Given passage:
——————————
Attendees and apologies
- Lord Duncan, Parliamentary Under-Secretary of State, Scotland Office
- Keith Brown, Cabinet Secretary for Economy, Jobs and Fair Work, Scottish Government
- Richard Rollison, Deputy Director, Innovation, Industries & Investment Division, Scottish Government
- George Burgess, Deputy Director, Food, Drink and Trade, Scottish Government
- Tom Cartlidge, Scotland Office
- David Power, Scotland Office
- Karen Halford, Business Engagement Team, Scottish Government
- Grahame Smith, General Secretary, STUC
- Susan Deacon, Chair, Institute of Directors
- Maggie Morrison, Director, Scottish Chambers of Commerce
- Michael Koetsier, Head of Business Operations, Scottish Chambers of Commerce
- Brendan Dick, Chair, Scottish Council for Development and Industry
- Mark Bevan, Chief Executive, Scottish Council for Development and Industry
- Bronwyn Torrie, Head of Communications, Scottish Financial Enterprise
- Graham Hutcheon, Chair, CBI Scotland
- Tracy Black, Deputy Director, CBI Scotland
- Susan Love, Policy Manager, Scotland Federation of Small Businesses
- Andy Willox, Scottish Policy Convenor, Federation of Small Businesses
Items and actions
Lord Duncan welcomed members to the second meeting of the Group, setting his and Keith Brown’s intention to hold further meetings in Q1 and Q2 2018. Lord Duncan also said he would like to see policy papers circulated to members ahead of future discussions which he hoped would give members the opportunity to develop proposals based on the UK and Scottish Governments’ latest thinking.
Lord Duncan thanked attendees for their comments and insight following the consultation on the Green Paper and confirmed a White Paper would be published shortly. He expressed his hope that the UK and Scottish Governments would work together to ensure the Industrial Strategy delivers productivity improvements in Scotland. There was a need for co-operation and complementarity. Lord Duncan invited members to set out their views on how businesses in Scotland will respond to the Industrial Strategy and what action is needed to ensure it is successful.
——————————
Input records:

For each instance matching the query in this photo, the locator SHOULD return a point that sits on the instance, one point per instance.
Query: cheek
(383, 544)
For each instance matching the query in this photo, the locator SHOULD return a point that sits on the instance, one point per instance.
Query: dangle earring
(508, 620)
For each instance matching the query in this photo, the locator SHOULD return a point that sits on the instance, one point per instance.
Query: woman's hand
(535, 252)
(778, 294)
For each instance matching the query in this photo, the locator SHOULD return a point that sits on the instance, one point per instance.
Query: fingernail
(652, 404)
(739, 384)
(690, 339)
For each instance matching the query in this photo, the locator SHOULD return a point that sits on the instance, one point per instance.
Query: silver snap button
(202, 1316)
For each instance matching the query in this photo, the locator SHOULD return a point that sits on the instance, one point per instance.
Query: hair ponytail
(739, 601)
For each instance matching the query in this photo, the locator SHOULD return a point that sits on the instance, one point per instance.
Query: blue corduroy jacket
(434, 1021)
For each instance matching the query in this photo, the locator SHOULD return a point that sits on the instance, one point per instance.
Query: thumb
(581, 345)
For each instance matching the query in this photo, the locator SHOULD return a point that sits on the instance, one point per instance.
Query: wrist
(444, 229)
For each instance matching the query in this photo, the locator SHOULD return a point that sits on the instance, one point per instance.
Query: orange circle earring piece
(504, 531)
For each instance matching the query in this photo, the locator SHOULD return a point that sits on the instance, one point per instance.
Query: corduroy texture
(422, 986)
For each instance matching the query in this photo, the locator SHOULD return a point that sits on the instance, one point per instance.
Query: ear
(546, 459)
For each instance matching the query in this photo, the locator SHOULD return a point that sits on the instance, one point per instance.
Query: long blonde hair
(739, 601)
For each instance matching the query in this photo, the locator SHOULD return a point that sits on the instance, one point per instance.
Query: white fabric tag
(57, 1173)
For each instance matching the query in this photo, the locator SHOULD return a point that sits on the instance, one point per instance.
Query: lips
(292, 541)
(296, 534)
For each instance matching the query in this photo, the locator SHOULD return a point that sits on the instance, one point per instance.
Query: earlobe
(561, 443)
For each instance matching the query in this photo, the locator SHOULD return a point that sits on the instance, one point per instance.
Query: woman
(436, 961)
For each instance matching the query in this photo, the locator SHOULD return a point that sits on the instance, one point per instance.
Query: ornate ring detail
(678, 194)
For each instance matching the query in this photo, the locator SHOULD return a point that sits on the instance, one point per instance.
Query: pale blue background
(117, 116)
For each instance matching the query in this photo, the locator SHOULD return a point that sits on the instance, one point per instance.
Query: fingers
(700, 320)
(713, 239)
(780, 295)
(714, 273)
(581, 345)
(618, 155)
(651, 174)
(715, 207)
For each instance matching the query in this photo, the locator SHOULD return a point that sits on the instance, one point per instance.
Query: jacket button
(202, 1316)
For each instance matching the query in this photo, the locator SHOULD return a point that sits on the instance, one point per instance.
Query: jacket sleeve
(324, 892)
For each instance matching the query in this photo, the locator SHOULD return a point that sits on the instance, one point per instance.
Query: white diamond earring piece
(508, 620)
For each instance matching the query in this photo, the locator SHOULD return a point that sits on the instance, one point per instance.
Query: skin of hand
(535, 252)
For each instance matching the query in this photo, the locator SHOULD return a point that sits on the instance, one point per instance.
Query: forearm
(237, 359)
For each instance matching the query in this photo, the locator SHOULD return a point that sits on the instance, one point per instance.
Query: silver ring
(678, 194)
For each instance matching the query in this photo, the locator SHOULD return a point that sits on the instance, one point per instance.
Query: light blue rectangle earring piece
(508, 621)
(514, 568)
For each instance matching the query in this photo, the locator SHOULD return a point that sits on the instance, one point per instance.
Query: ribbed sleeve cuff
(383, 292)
——————————
What you need to do:
A. Answer these questions from the meeting notes:
(i) What position does Grahame Smith hold?
(ii) In which quarters of 2018 did Lord Duncan and Keith Brown intend to hold further meetings?
(iii) What did Lord Duncan confirm would be published shortly?
B. Pick out every line of the listing that contains the word "corduroy".
The meeting notes and the listing are unrelated to each other.

Responses:
A.
(i) General Secretary, STUC
(ii) Q1 and Q2
(iii) A White Paper

B.
Query: blue corduroy jacket
Query: corduroy texture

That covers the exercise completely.